## ACTIVITY
Without any of the pictures, print every record below exactly.

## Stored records
===
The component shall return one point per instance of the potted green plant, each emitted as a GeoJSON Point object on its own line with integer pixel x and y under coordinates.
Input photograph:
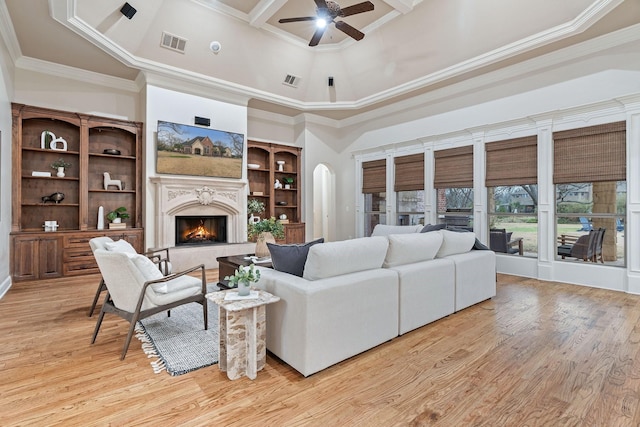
{"type": "Point", "coordinates": [265, 231]}
{"type": "Point", "coordinates": [117, 215]}
{"type": "Point", "coordinates": [242, 279]}
{"type": "Point", "coordinates": [254, 206]}
{"type": "Point", "coordinates": [288, 182]}
{"type": "Point", "coordinates": [59, 165]}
===
## EXERCISE SOLUTION
The component shall return one point per instance of the potted green plant, each emitted as a GeoJSON Point object on its own line with integer pixel x and y under coordinates.
Input photograph:
{"type": "Point", "coordinates": [265, 231]}
{"type": "Point", "coordinates": [117, 215]}
{"type": "Point", "coordinates": [242, 279]}
{"type": "Point", "coordinates": [254, 206]}
{"type": "Point", "coordinates": [288, 182]}
{"type": "Point", "coordinates": [59, 165]}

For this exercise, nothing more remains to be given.